Report all lines from the entries below in which "object" appears.

######

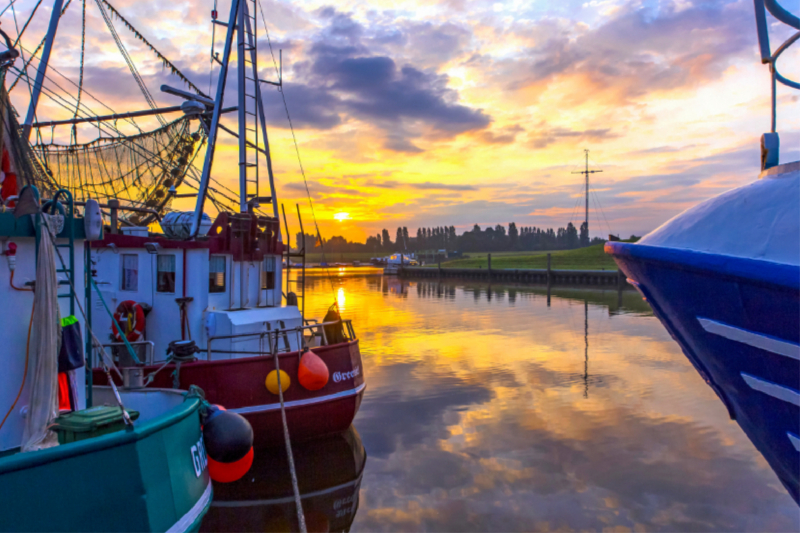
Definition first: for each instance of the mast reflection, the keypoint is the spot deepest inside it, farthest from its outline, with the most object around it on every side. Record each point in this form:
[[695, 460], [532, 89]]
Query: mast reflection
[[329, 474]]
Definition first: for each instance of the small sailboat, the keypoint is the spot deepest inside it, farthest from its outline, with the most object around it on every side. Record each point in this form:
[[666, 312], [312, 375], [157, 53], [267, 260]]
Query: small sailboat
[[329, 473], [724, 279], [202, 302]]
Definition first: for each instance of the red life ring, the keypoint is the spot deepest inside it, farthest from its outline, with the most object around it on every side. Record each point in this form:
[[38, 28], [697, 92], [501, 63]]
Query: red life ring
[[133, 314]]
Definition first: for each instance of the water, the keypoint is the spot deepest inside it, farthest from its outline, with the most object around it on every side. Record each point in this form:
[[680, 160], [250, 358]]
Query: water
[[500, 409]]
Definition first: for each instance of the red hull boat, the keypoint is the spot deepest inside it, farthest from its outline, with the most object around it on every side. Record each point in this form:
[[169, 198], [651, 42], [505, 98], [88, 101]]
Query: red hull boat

######

Answer to the exercise.
Definition first: for each instance of the mast reflection, the keypoint is the spot deepest inside it, farthest from its outline, with the most object around it on every side. Record each point in this form:
Definition first: for each instance of the small sailboat, the keypoint is the spot deepest inside it, farthest from its outline, with the most object around it on every side. Record each point in this form:
Definition first: for each instance of the red life ring, the keypoint is the spot deepest inside it, farthest from its outline, with the most object around it on every side. Record each point in this form:
Definition first: for each instance of the water, the keypoint is the spot deepest inside it, farthest from its outline, with the most object around it on every side. Record each point in this form:
Definition first: for each instance of the red hull boat, the keypoint is the spot deepest inside it, farthest from its outline, with the most object around it on every side. Record each point in this form:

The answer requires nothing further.